TRECHO DO TEXTO:
----

Este grupo de mulheres
concluiu que o produto químico utilizado naquelas lavouras poderia causar
doenças neurológicas e respiratórias, defeitos congênitos e mortalidade
infantil.
Para a Monsanto, o
glifosato é a forma de garantir a segurança alimentar e melhorar as colheitas.
Sofía e muitos outros
moradores afetados consideram o glifosato um veneno que mata gente.
“Não sabíamos que
estávamos morando em um bairro contaminado, com muitas pessoas com câncer, não
tínhamos noção do que estava acontecendo”, diz ela.
O grupo de mães
começou então a dar palestras, a falar com a imprensa e com a população local
para alertar a população sobre os perigos dos pesticidas.
Depois que elas
tornaram pública sua denúncia, as autoridades locais fizeram uma análise da
água na região — e confirmaram que estava contaminada.
“Percebemos que não
estávamos bebendo apenas um agrotóxico, mas um coquetel de agrotóxicos”, afirma
Sofía.
Por isso, elas
iniciaram uma campanha para impedir, por conta própria, a passagem de tratores
com herbicidas, apelidados de “mosquitos”.
“Sabíamos que
estávamos bebendo água contaminada, e que a contaminação vinha do solo. Por
isso, toda vez que víamos um trator pulverizando agrotóxico, íamos até lá e
bloqueávamos a máquina”, relembra.
Os proprietários dos
campos mudaram então de estratégia — e começaram a pulverizar as plantações com
pesticidas lançados de aviões.

----

INFORMAÇÕES REGISTRADAS:
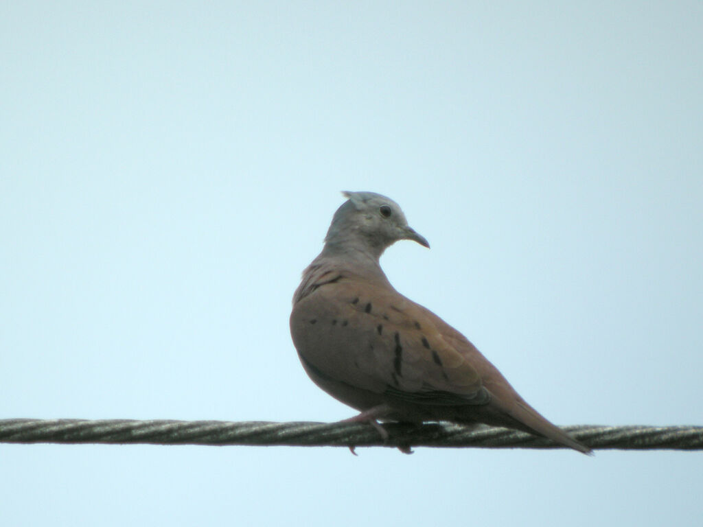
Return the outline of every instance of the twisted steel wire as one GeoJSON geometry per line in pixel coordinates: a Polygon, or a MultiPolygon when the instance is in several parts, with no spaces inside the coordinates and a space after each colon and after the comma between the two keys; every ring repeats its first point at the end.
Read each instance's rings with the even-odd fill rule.
{"type": "MultiPolygon", "coordinates": [[[[385,423],[389,438],[364,423],[175,421],[154,419],[0,419],[0,443],[259,446],[411,446],[563,448],[524,432],[479,425],[385,423]]],[[[703,427],[605,427],[562,429],[593,449],[703,450],[703,427]]]]}

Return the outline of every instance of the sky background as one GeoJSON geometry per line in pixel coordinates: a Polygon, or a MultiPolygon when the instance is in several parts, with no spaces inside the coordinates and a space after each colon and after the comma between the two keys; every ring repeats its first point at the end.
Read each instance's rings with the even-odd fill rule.
{"type": "MultiPolygon", "coordinates": [[[[703,4],[0,3],[0,418],[321,421],[343,198],[561,424],[703,424],[703,4]]],[[[0,444],[4,526],[692,525],[703,454],[0,444]]]]}

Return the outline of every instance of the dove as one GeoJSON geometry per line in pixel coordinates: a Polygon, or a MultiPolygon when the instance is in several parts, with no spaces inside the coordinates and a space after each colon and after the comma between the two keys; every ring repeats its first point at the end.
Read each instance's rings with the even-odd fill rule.
{"type": "Polygon", "coordinates": [[[395,242],[429,248],[392,200],[344,192],[293,297],[290,334],[320,388],[359,410],[347,421],[483,423],[591,449],[530,406],[461,333],[398,292],[379,259],[395,242]]]}

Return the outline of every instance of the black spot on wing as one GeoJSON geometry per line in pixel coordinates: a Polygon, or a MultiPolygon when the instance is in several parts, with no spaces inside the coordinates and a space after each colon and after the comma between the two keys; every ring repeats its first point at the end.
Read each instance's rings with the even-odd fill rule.
{"type": "Polygon", "coordinates": [[[401,368],[403,367],[403,346],[400,345],[400,333],[396,331],[393,337],[396,341],[396,347],[394,350],[395,357],[393,359],[393,369],[398,374],[398,377],[402,377],[401,368]]]}

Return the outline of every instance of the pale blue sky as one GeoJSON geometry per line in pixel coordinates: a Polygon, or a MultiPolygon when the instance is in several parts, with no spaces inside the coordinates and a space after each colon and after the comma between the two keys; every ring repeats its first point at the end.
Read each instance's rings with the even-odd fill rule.
{"type": "MultiPolygon", "coordinates": [[[[703,424],[703,4],[0,4],[0,418],[334,421],[288,318],[342,190],[559,424],[703,424]]],[[[697,453],[0,445],[0,523],[703,515],[697,453]]]]}

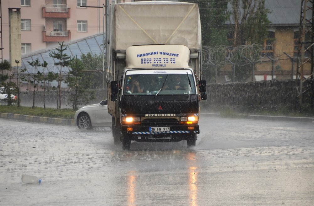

----

TAREFAS A REALIZAR:
**1)** Responda com base no texto sobre o glifosato:
(a) Que males o grupo de mulheres concluiu que o produto químico usado nas lavouras poderia causar?
(b) O que a análise da água feita pelas autoridades locais confirmou?
(c) Que apelido recebiam os tratores com herbicidas?
**2)** Copie sem alterações o trecho do texto sobre o glifosato, começando em "O grupo de mães" e seguindo até "que estava contaminada.".
**3)** Retome o texto sobre o glifosato e continue a partir do ponto em que ele termina.

RESPOSTAS DAS TAREFAS:
**1)**
(a) Doenças neurológicas e respiratórias, defeitos congênitos e mortalidade infantil.
(b) Que a água estava contaminada.
(c) “Mosquitos”.

**2)**
O grupo de mães
começou então a dar palestras, a falar com a imprensa e com a população local
para alertar a população sobre os perigos dos pesticidas.
Depois que elas
tornaram pública sua denúncia, as autoridades locais fizeram uma análise da
água na região — e confirmaram que estava contaminada.

**3)**
A Monsanto respondeu
às acusações dizendo que “não há evidências de que o uso correto do glifosato
cause problemas graves como deste tipo”.
• A saída da Monsanto
Após anos de
protestos, dezenas de mortes e moradores com câncer, as autoridades de Córdoba
realizaram uma investigação sobre o impacto dos agrotóxicos na província.
A investigação
provocou uma série de ameaças de morte, segundo Sofía.
“Marcaram minha casa,
mandaram gente quebrar as janelas, para nos intimidar, para nos assustar, para
que fôssemos embora. Mas ficamos, apesar do medo”, relembra.
Finalmente, em 2009,
após dez anos de denúncias dos moradores de Ituzaingó, a Justiça de Córdoba
proibiu a fumigação com agrotóxicos perto de áreas urbanas — e, em 2012,
condenou dois homens por fumigar de forma indevida.
Mas não foi só lá que
isso aconteceu, outras partes da Argentina também aderiram às restrições.
Em 2012, Sofía ganhou
o Goldman Environmental Prize, considerado o “Prêmio Nobel do Meio Ambiente”
por seu ativismo em Ituzaingó.
Naquele mesmo ano, a
Monsanto iniciou a construção de uma uma fábrica de sementes de milho
transgênico na zona rural de Malvinas Argentinas, também no centro de Córdoba,
que acabou sendo suspensa pela vizinhança.
“A história terminou
com a nossa vitória. Nós os expulsamos! Nós os expulsamos! Não conseguiram
construir as instalações e foram embora”, resume Sofía.
A Monsanto não fez
nenhum anúncio formal da sua retirada, simplesmente vendeu seus campos e
partiu. A venda de suas terras no centro de Córdoba a uma empresa alemã foi
concluída em 2018.
Em 2015, a Agência
Internacional de Pesquisa sobre o Câncer (IARC, na sigla em inglês), da
Organização Mundial da Saúde (OMS), determinou que o glifosato é uma substância
“provavelmente cancerígena”, legitimando ainda mais a denúncia do grupo de
mulheres.
“Já tínhamos aqui
índices elevados de câncer, com esta empresa. Se ela tivesse ficado, teríamos
tido muito mais casos. Então o que conseguimos foi um sucesso em termos de
saúde pública”, avalia. “Não obedeço às leis quando não fazem justiça. Quando
há uma injustiça, tomo uma atitude.”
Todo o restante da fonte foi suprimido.